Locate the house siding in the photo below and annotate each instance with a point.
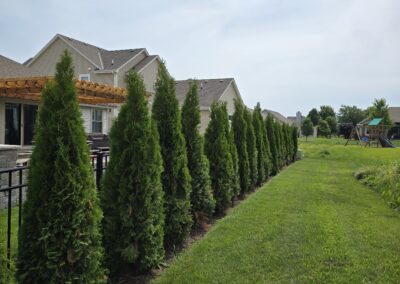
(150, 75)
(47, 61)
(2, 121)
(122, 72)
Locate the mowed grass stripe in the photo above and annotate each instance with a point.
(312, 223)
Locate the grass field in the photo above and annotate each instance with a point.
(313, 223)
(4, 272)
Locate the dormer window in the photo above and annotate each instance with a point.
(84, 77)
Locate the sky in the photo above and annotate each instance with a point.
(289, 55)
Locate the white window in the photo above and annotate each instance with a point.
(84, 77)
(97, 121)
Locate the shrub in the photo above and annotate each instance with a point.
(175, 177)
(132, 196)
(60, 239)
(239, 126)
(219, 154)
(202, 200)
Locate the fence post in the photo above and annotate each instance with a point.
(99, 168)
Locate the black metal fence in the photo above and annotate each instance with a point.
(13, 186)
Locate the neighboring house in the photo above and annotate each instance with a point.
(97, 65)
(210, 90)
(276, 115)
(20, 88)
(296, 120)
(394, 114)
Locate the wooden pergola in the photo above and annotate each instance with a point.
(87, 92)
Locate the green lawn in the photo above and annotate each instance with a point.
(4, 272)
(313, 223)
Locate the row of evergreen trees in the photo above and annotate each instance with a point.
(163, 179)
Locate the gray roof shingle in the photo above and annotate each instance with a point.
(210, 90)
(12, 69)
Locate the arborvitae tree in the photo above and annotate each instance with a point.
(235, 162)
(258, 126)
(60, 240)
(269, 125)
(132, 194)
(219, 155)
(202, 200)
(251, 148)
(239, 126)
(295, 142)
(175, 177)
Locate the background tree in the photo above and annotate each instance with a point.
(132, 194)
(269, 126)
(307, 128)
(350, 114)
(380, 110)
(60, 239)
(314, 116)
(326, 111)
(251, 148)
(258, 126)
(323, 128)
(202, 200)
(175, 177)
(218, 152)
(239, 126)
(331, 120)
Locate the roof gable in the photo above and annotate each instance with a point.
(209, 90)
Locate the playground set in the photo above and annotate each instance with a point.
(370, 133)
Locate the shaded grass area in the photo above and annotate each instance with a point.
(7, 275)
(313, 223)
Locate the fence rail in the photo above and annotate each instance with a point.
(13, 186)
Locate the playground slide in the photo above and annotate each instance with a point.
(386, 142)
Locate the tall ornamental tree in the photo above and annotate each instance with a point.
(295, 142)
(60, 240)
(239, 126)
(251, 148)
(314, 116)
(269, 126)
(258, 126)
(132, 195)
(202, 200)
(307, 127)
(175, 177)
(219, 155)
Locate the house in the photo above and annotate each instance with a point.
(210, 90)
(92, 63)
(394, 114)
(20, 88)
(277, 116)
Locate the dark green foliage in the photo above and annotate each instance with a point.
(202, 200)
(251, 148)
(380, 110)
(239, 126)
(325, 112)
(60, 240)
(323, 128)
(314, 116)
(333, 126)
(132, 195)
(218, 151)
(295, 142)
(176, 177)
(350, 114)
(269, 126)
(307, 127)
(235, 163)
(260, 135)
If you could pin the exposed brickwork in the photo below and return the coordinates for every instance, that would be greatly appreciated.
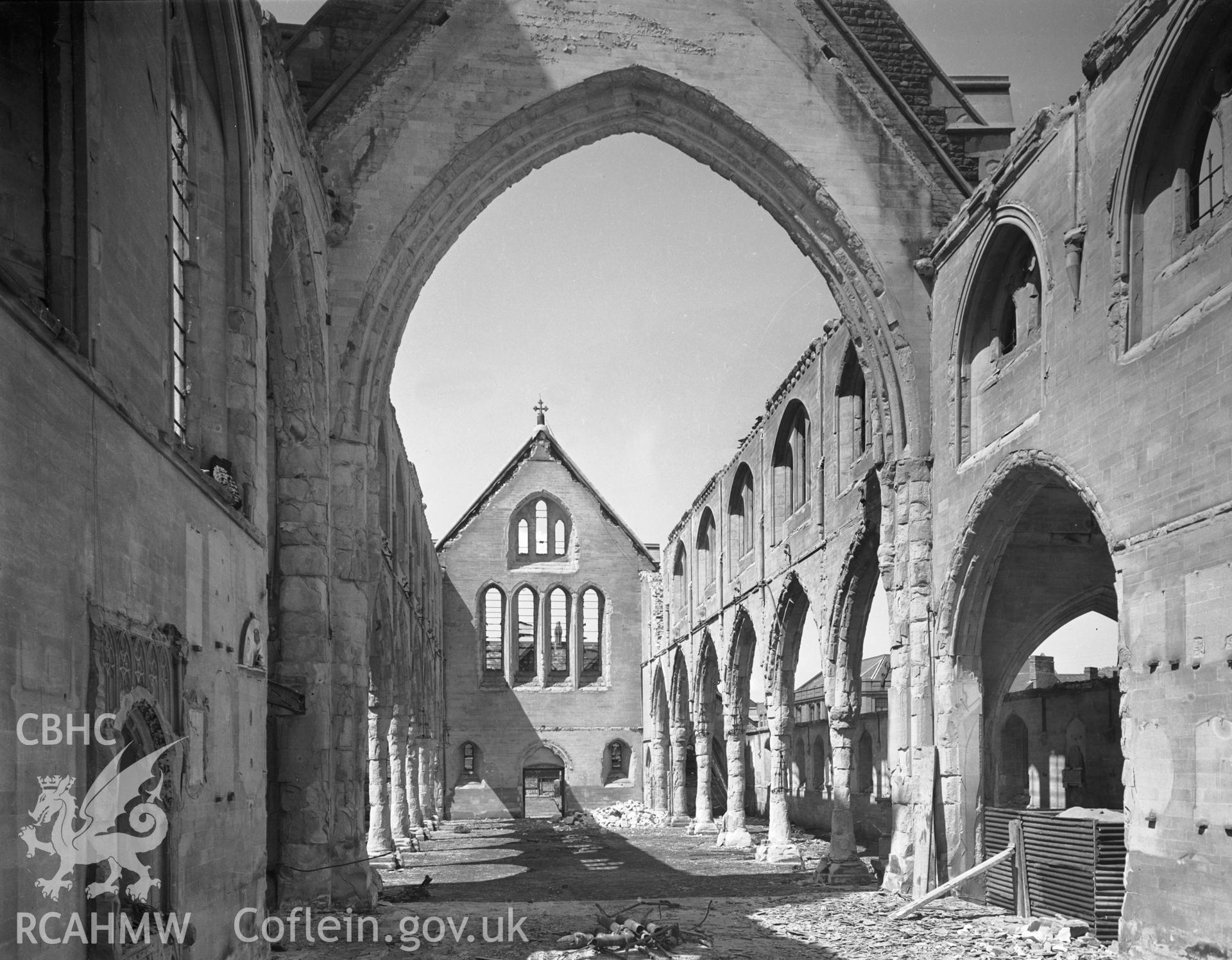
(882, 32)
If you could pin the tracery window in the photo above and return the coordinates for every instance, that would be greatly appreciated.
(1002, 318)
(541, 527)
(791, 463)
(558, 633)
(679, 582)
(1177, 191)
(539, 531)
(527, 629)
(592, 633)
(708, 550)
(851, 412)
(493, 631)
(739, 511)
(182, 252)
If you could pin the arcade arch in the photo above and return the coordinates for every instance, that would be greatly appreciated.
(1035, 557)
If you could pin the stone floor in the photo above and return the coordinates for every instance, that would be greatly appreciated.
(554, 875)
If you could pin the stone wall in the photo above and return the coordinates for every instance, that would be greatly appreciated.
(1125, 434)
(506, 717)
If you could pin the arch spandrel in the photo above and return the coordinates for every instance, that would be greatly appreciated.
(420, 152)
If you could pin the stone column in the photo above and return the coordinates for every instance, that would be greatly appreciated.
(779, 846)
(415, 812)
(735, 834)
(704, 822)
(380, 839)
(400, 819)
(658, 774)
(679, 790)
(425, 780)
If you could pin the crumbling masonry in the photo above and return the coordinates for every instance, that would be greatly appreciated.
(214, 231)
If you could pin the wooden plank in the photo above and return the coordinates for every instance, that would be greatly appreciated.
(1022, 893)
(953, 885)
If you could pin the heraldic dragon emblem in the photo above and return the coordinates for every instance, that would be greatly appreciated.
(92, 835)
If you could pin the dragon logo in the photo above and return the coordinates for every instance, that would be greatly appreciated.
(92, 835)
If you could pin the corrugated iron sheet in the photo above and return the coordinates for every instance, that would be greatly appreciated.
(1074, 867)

***

Your goal
Every line of the data above should be quoted exactly. Omit the pictures.

Response for this exercise
Locate the house siding in the photo below and annotate each instance with a point.
(150, 75)
(47, 61)
(2, 121)
(122, 72)
Locate the mowed grass stripe in the photo above and annotate each instance with a point.
(312, 223)
Locate the grass field in the photo above and annotate each instance with a point.
(313, 223)
(4, 272)
Locate the dormer window in the photo above and annotate each instance with a point.
(84, 77)
Locate the sky in the photo above and annotate each instance with a point.
(289, 55)
Locate the white window in the photo above and annotate each instance with a point.
(84, 77)
(97, 121)
Locate the shrub in the photo above and annotate each instance with a point.
(175, 177)
(132, 196)
(60, 239)
(239, 126)
(219, 154)
(202, 200)
Locate the fence post in the photo above and annotate each instance with a point.
(99, 168)
Locate the black metal fence in the photo above and annotate each instance with a point.
(13, 186)
Locate the neighboring house in the photo above and annotate each instance with a point.
(97, 65)
(210, 90)
(276, 115)
(20, 88)
(296, 120)
(394, 114)
Locate the wooden pergola in the photo above and annotate each instance with a point.
(87, 92)
Locate the green lawn in the photo above and annotate each instance with a point.
(4, 272)
(313, 223)
Locate the row of evergreen trees in the photo above and annotate each instance with a point.
(163, 179)
Locate the gray roof shingle in the photo above and annotate each instance with a point.
(210, 90)
(12, 69)
Locate the arborvitae tree in the photo above and annotate each instance with a point.
(235, 162)
(258, 126)
(60, 240)
(269, 125)
(132, 194)
(219, 155)
(202, 200)
(251, 148)
(239, 126)
(295, 142)
(175, 177)
Locate the background tree in the photo above and annotate each instance with a point.
(132, 194)
(269, 126)
(307, 128)
(350, 114)
(380, 110)
(60, 239)
(314, 116)
(326, 111)
(251, 148)
(258, 126)
(323, 128)
(202, 200)
(175, 177)
(218, 152)
(239, 126)
(331, 120)
Locate the roof gable in the photo above and annotate each instance with a point.
(209, 90)
Locate the playground set in the photo above and annotate each instance with a point.
(370, 133)
Locate the shaded grass area in the photo above and annotate each instance with a point.
(7, 275)
(313, 223)
Locate the fence rail in the photo above and annotate each instance with a point.
(13, 186)
Locate the playground slide in the photo above and annotate each instance with a point.
(386, 142)
Locate the tall ornamental tree in the photo above and annotate each instance with a point.
(295, 142)
(60, 240)
(239, 126)
(251, 148)
(314, 116)
(269, 126)
(258, 126)
(132, 195)
(202, 200)
(307, 127)
(175, 177)
(219, 155)
Locate the house in the photo above and annotate each instance with a point.
(210, 90)
(92, 63)
(394, 114)
(20, 88)
(277, 116)
Locate the dark green foliage in the photo above and annotate each instance with a point.
(202, 200)
(251, 148)
(380, 110)
(239, 126)
(325, 112)
(60, 240)
(323, 128)
(314, 116)
(333, 126)
(132, 195)
(218, 151)
(295, 142)
(176, 177)
(350, 114)
(269, 126)
(307, 127)
(235, 163)
(260, 135)
If you could pin the exposed brickwork in the photo below and return the coordinates for every instance, that would be greatly appreciated.
(882, 32)
If you could pin the tracery window in the photo above and return the coordinates for every instance, that would be greatly appreciated.
(1002, 318)
(541, 527)
(791, 463)
(558, 633)
(679, 582)
(1177, 191)
(539, 531)
(527, 629)
(592, 633)
(708, 550)
(851, 412)
(493, 631)
(739, 511)
(182, 252)
If you could pin the arcade arch in the photo above and return the coordinates for every instance, that would be greatly appreciated.
(1035, 557)
If you could pin the stone floor in the photo above and return the coordinates for every instance, that would be greatly appreciated.
(554, 875)
If you could pin the stone wall in the photo above and return the coordinates for every instance, that would be greatly appreciated.
(1125, 434)
(506, 717)
If you could pin the arch spandrel in the photo above and return the coordinates for every instance, that would be greatly appreciated.
(420, 152)
If you could pin the stone column in the photo above and return the coordinates for every instance, that would be greatly appreciated.
(779, 846)
(415, 812)
(735, 834)
(704, 822)
(380, 839)
(400, 819)
(658, 774)
(679, 790)
(425, 780)
If you could pin the crumbling masonry in the photo above and return the coordinates for every instance, that would be greatly appreciated.
(214, 231)
If you could pin the wooden plank in the photo above and return the coordinates for every instance, that would be greatly appreciated.
(1022, 893)
(953, 885)
If you could pin the heraldic dragon emblem in the photo above and return the coordinates for every instance, that would be greatly appreciated.
(92, 835)
If you could pin the dragon logo in the photo above and return the coordinates for every instance, that would be greatly appreciated.
(92, 835)
If you could pin the corrugated iron sheet in the photo above and return the coordinates for every instance, that would be greatly appreciated.
(1074, 867)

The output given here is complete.